• EXTRACT TO READ
But it was due in large part to the various "New Historians" – many of whom disputed one another in various ways.  The harsh new realities of Israeli life brought a realization of the Occupation coupled with the transparent cruelties of what happened in Lebanon.  We were beginning to be exposed to a narrative that undermined what we had been taught in school.  While this scholarship was beginning to seep into the Israeli consciousness, a reactionary paralysis set into the old Zionists.  They were set on maintaining the old myths – at whatever cost – and conducted their battles against the writers and their books.

 

Benny Morris eventually got his job at Ben-Gurion University and continued to write books – he produced an excellent study of the Mossad, a study of what he called Israel's "Border Wars" and finally produced a work of synthesis called Righteous Victims in 1999.

 

As he remarked at his May 2008 lecture at Congregation Beth Elohim here in Brooklyn (broadcast on C-Span's Book TV series), 1999 was a point in time where it looked as if the conflict was over.  Though it now seems like eons ago, 1999 was rife with promise that the two peoples would be able to work together and resolve their problems.

 

But as we now know, the increased understanding of the causes of the problems that the New Historians were able to teach us were not ultimately able to break the myths that were taught to Arab and Jewish schoolchildren.

 

Here I would like to point out the strange basis upon which all peace negotiations have been conducted since the breakthrough of the 1990s: The Two-State solution is predicated on something that Morris has now become identified with – a form of apartheid which would separate the two warring peoples and set them in different countries.  The Two-State solution means that any attempt of bringing the peoples together is not seen as either possible or valid.  Palestinians are thought to be the natural enemies of the Jews, and the Jews fear that the Palestinians would use their place in a unified "greater" Israel – or "greater" Palestine – to vote the Jews out and throw them into the sea.

 

At the very root of the Two-State solution is an acceptance of the racism and the hate that has underlain the conflict.

• Collection entries
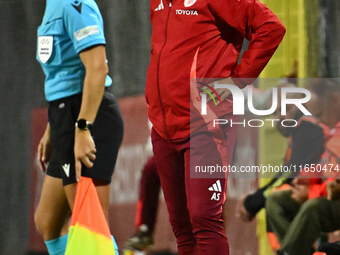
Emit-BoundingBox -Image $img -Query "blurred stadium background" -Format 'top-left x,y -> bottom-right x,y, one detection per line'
0,0 -> 340,255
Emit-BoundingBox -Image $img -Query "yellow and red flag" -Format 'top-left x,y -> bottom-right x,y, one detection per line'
65,177 -> 118,255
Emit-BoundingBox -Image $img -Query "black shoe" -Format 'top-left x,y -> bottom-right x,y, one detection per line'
125,224 -> 153,251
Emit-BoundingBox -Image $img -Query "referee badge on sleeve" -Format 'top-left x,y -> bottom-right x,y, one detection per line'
38,36 -> 53,64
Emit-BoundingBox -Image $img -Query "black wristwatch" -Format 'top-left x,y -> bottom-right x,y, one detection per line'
76,119 -> 92,131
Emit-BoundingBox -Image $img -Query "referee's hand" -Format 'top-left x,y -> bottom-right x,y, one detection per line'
38,123 -> 53,172
74,128 -> 96,182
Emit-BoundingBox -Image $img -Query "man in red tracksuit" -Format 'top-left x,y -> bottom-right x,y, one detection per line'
145,0 -> 285,255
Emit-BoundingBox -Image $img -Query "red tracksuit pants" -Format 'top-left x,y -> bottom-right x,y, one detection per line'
151,117 -> 236,255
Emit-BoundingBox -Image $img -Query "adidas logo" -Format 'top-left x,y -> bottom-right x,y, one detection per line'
208,180 -> 222,201
63,164 -> 70,177
155,0 -> 164,11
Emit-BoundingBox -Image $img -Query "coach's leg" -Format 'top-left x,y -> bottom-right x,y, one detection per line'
185,132 -> 229,255
151,130 -> 196,255
34,175 -> 71,255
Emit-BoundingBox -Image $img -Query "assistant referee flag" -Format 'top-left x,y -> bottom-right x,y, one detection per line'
65,177 -> 118,255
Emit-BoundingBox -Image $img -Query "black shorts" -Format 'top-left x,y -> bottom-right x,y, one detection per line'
47,90 -> 123,186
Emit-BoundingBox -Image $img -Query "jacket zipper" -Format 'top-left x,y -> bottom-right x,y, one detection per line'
157,0 -> 172,140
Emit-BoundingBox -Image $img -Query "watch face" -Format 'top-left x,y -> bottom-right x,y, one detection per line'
77,119 -> 89,130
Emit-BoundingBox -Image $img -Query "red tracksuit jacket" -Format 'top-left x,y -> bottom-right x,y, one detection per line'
145,0 -> 285,140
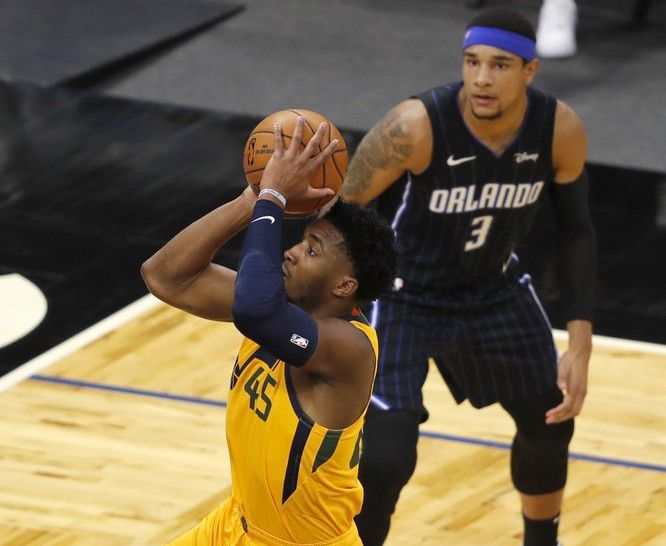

• GIVEN REQUEST 1
In the passage on the New Historians, what was the title of the work of synthesis Benny Morris produced in 1999?
• GIVEN REQUEST 2
Write the next part of the passage on the New Historians and the Two-State solution, starting after its final sentence.

• EXPECTED ANSWER 1
Righteous Victims

• EXPECTED ANSWER 2
As we see Benny Morris today – the man who has progressively shifted to the Right since 2000 that brought brutal violence against Israeli citizens at a time when peace was supposedly around the corner – a very strange thing has happened.  Having been thrown under the bus by those who were deeply offended by his questioning of the Zionist myths, he is a pariah in such circles and would not be expected to be invited to speak in Synagogues in Kahane-land – much of Brooklyn.  But he now just as strangely finds himself deeply out of step with Left Wing Jewish groups who – and this is the irony – formed in large part on the template created by books like The Birth of the Palestinian Refugee Problem.

 

Benny Morris is thus not welcome in the hard Right world of Religious Zionism – the world of the Settlers – and has had his integrity questioned by his own disciples!

 

Watching Morris at Beth Elohim, we saw the two Benny Morrises that those who have been following his work in recent years have come to expect.

 

The first Benny Morris is an outright racist and Jewish ethnocentrist whose views fit perfectly into the Bernard Lewis-Daniel Pipes-Bat Ye'or school of Arab hatred and Islamophobia.  As a cultural critic Morris leaves much to be desired.  There seems to be no intellectual or moral correlation between doing a thorough job as an archival historian and being a lucid interpreter of that history.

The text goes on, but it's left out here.